:: EXERCISE DETAILS ::
Produce an exact copy of all the data below, dropping every image.

:: TASK MATERIAL ::

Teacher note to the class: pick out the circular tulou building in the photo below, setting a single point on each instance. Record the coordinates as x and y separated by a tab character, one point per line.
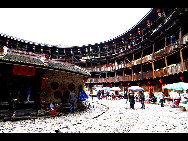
150	54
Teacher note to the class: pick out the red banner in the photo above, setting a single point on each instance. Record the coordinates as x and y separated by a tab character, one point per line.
24	70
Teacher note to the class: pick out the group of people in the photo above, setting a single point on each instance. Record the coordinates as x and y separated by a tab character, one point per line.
132	99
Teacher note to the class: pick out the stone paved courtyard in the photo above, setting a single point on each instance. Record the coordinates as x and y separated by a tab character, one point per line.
106	116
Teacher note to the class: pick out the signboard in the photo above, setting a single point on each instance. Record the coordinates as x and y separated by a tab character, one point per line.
24	70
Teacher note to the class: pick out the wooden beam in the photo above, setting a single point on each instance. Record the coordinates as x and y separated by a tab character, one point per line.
141	65
181	56
153	61
132	68
166	58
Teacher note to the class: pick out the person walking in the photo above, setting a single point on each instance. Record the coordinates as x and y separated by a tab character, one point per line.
131	100
142	99
161	97
72	101
126	97
99	94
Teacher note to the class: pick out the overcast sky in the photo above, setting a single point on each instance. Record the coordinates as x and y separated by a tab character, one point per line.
68	26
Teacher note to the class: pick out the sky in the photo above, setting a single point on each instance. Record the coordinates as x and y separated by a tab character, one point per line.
68	27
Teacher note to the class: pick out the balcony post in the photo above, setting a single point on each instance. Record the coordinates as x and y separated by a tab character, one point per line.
141	65
181	56
180	37
153	62
132	68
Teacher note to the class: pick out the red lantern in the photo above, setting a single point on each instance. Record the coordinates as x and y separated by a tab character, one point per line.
158	10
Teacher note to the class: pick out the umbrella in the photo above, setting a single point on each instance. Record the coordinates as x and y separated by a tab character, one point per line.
115	89
176	86
106	88
168	86
135	88
180	86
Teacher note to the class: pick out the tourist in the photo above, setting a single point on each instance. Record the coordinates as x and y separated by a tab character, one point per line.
28	94
131	100
10	101
142	98
161	97
99	94
126	97
107	95
72	101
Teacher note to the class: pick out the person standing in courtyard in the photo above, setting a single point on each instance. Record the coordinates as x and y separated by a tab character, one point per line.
142	99
72	101
99	94
131	100
161	97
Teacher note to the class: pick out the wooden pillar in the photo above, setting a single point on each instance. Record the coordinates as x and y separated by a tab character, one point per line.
181	56
166	58
153	62
141	65
180	36
132	68
99	51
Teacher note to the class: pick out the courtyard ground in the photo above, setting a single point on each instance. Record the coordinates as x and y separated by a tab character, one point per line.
107	116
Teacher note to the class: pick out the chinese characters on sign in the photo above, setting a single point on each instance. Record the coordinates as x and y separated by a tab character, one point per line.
24	70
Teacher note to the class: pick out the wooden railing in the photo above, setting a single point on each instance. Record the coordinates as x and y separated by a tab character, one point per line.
172	69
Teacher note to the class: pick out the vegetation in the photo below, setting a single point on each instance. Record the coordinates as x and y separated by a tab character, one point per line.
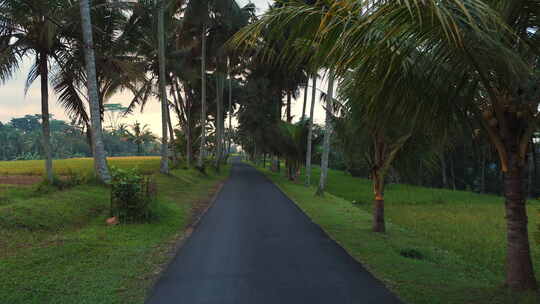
56	245
442	246
465	63
21	139
423	92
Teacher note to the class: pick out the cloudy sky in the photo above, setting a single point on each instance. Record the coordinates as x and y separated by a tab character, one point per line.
14	103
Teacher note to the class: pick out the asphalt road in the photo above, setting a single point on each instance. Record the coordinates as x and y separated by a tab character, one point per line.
254	246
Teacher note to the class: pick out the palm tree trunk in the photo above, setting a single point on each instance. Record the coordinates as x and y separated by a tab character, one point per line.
100	160
483	171
230	112
171	133
44	75
203	99
534	186
519	269
310	131
378	207
289	97
327	134
443	171
219	121
305	100
452	172
164	167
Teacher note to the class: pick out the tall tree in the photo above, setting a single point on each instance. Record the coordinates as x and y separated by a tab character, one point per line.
486	47
327	134
310	130
32	29
164	166
100	161
202	152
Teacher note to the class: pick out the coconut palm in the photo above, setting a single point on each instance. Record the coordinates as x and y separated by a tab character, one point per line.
100	161
164	167
33	29
327	134
486	47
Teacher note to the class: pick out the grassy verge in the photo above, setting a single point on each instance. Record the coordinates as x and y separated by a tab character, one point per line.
56	248
441	246
146	164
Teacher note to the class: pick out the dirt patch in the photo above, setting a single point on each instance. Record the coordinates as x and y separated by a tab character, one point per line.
24	180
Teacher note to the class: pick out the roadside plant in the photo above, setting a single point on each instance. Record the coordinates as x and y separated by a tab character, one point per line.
132	195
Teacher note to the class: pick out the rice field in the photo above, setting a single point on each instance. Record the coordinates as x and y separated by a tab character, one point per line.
460	237
147	164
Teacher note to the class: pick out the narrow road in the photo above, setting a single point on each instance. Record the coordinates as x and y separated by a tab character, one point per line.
254	246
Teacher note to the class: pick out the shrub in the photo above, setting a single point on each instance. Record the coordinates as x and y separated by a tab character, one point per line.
132	195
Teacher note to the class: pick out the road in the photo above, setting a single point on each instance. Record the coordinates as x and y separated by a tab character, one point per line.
254	246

:: ANSWER BELOW ::
Teacher note to the class: pick out the circular tulou building in the photo below, setting a single point on each instance. Record the coordinates as x and y separated by a tab character, one point per line.
150	54
Teacher note to the class: pick out the red banner in the photo above, setting a single point on each instance. Record the coordinates as x and y separated by a tab character, one point per line.
24	70
Teacher note to the class: pick out the group of people in the photo above, setting a single point on each instance. Record the coordinates as x and y separated by a tab character, one point per line.
132	99
Teacher note to the class: pick out the stone paved courtyard in the photo above, setting a single point on each instance. Record the coordinates as x and y separated by a tab character, one point per line.
106	116
Teacher note to the class: pick out the signboard in the photo above, setting a single point on each instance. Record the coordinates as x and y separated by a tab character, one point per line.
24	70
Teacher note to the class: pick out the wooden beam in the photo above, setting a single point on each instance. Record the coordinates as x and y separated by a tab character, one point per line.
141	65
181	56
153	61
132	68
166	58
Teacher note to the class: pick out the person walking in the photo above, setting a single point on each instance. Record the coordinates as x and y separated by a tab character, one point per line.
131	100
142	99
161	97
72	101
126	97
99	94
Teacher note to the class: pick out the overcast sky in the photo above, setting a single point on each instance. Record the coordinates as x and y separated by a tab character, one point per line.
68	26
Teacher note to the class: pick out the sky in the photo above, setting a single point on each instance. Record the coordinates as x and y separated by a tab character, one point per line.
68	27
Teacher note to the class: pick out the balcony post in the photo above, setting a single point on each instance. Record the coordinates as x and y separated by a tab character, one point per line.
141	65
181	56
180	37
153	62
132	68
Teacher note to the class: pick out the red lantern in the photo above, setting a single point on each instance. Record the coordinates as x and y separated by a tab character, one point per line.
158	10
Teacher note to the class: pick out the umbrella in the photo above, setting a single point on each instance. Record the coordinates as x and y separated by a tab character, one point per line.
115	89
176	86
106	88
168	86
135	88
180	86
Teacher note to the class: pick out the tourist in the photo above, setting a single point on each instance. Record the coordinates as x and y separated by a tab character, one point per line.
28	94
131	100
10	101
142	98
161	97
99	94
126	97
107	95
72	101
Teacher note to the class: pick out the person standing in courtyard in the photo above, setting a single point on each instance. Record the coordinates as x and y separated by a tab character, one point per line.
142	99
72	101
99	94
131	100
161	97
Teacher note to the class: pick out the wooden pillar in the photo above, setting a single point on each instance. Record the coordinates as x and y separated by a tab character, one point per line.
181	56
166	58
153	62
141	65
180	36
132	68
99	51
Teacher note to the class: pick out the courtyard ground in the photo above, setting a single point on each instance. Record the coordinates as x and y separated by a tab character, one point per line.
107	116
Teacher note to the class: pick out the chinese characters on sign in the photo above, setting a single point on each instance. Record the coordinates as x and y separated by a tab character, one point per line.
24	70
Teacher note to the class: pick out the wooden railing in the photo above, setting a single point on each instance. Record the coordinates as x and y separated by a tab character, one point per line.
172	69
Teacher note to the class: pick out the vegetation in the photo below, setting a single point on each instance. Record the coordinates as x and y separated by a tab character, one point per line.
56	245
442	246
465	63
21	139
423	92
Teacher note to the class: pick out the cloudy sky in the photo above, setting a single point on each instance. Record the coordinates as x and y separated by a tab character, one point per line.
14	103
Teacher note to the class: pick out the asphalt road in the photo above, setting a single point on each instance. Record the coordinates as x and y separated by a tab character, one point per line.
254	246
Teacher note to the class: pick out the palm tree trunk in the photo above, setting a single point on each instance. Record the coordinates as x and y separated by a tab character, one point per line.
100	160
483	171
230	112
171	133
44	75
203	99
534	186
519	269
310	131
378	207
289	97
327	134
443	171
219	121
305	100
452	172
164	167
Teacher note to the class: pick out the tall tree in the photo above, setting a single point on each instance. Record the coordinates as x and y separated by a tab character, one point per line.
486	47
327	134
310	130
32	29
164	166
100	161
202	152
Teacher note to the class: pick out the coconut palm in the photo above, setting a single point on each instance. Record the coordinates as x and y separated by a tab character, one point per line.
100	161
164	167
33	29
327	134
486	47
Teacher note to the class: pick out the grassy verge in the photo above, setting a single point on each instance. Record the coordinates as x and y separated by a tab character, one point per line.
56	248
441	246
146	164
Teacher note to the class: pick out the dirt patch in the photo above, setting a single point on each instance. Record the coordinates as x and y separated by a tab character, one point per line.
24	180
Teacher note to the class: pick out the roadside plant in the photo above, setting a single point on each instance. Record the coordinates as x and y separated by a tab character, one point per line.
132	195
Teacher note to the class: pick out the rice field in the photo above, setting a single point on each instance. Record the coordinates as x and y separated by a tab character, one point per line.
460	237
147	164
Teacher note to the class: pick out the narrow road in the photo above, setting a single point on each instance. Record the coordinates as x and y separated by a tab character, one point per line.
254	246
Teacher note to the class: pick out the shrub in the photo above, setting a single point on each instance. Record the coordinates as x and y separated by a tab character, one point per line.
132	195
Teacher note to the class: pick out the road in the photo above, setting a single point on each instance. Record the coordinates as x and y separated by a tab character, one point per line.
254	246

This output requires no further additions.